Kentin gözetleme kulesinden sonra en üst seviyedeki bir diğer yapısı MS 1. yüzyılda inşa edilen stadion. Bir alttaki terasta, bölgenin ufak fakat en iyi korunmuş tiyatrosu yer alıyor. En alttaki terasta ise agora ve meclis binası işlevi de veren odeon bulunuyor.

4- Kibyra Antik Kenti, Burdur.

Kibyra Antik Kenti. C: Şükrü Özüdoğru

Strabon’un kayıtlarına göre, Kibyralılar aslen Lidyalı olup buradan göç ederek Kabalis bölgesine gelmişler ve yaklaşık MÖ 4.-3. yüzyıllarda tekrar yerleşim alanlarını değiştirerek bugünkü Burdur’un Gölhisar ilçesinde büyük bir kent kurmuşlardı.

Sağlanan veriler:

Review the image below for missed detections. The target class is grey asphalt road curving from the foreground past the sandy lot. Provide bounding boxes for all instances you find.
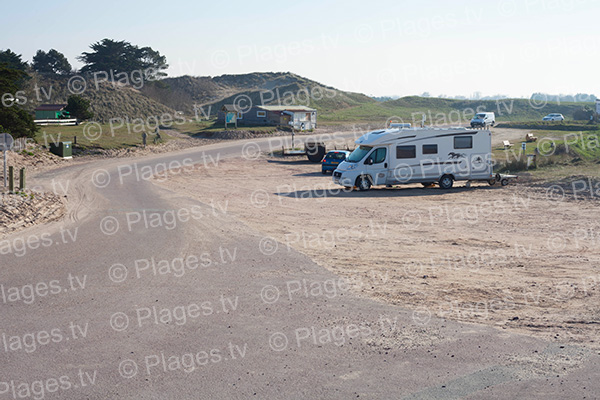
[0,136,600,399]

Yapılacak iş: Antik kentleri anlatan metni kaldığı yerden sürdürün. Listenin bu işle hiçbir ilgisi yoktur.

Alıştırma sonucu:
Militarist karakteriyle öne çıkan Kibyra, stadyumu, odeonu, tiyatrosu, meclis binası, agorası ile oldukça önemli bir antik kent. 195 m uzunluğundaki Stadion, Anadolu’daki en büyük ve en iyi korunan stadyumlar arasında yer alıyor ve yaklaşık 10.000 seyirci kapasitesine sahip. MÖ 1. yüzyıldan itibaren stadyumunda gladyatörlere gösteri yaptırılan antik kentteki kazılarda üzerinde gösteri dövüşlerinin canlandırıldığı çok sayıda gladyatör frizleri bulundu. “Gladyatörler şehri” olarak da bilinen kentin stadyumuna doğru nekropol alanından geçen anıtsal bir yol üzerinde gladyatörlere ait mezarlar bulunuyor.

Aynı zamanda Kibyra Odeon’unun orkestra bölümünü süsleyen ve “Opus Sectile” tekniği ile ince mermer plakalarla yapılmış yaklaşık 2.000 yıllık Medusa mozaiği dünyada benzersiz.

5- Uzuncaburç (Diocaesarea-Olba) Antik Kenti, Mersin.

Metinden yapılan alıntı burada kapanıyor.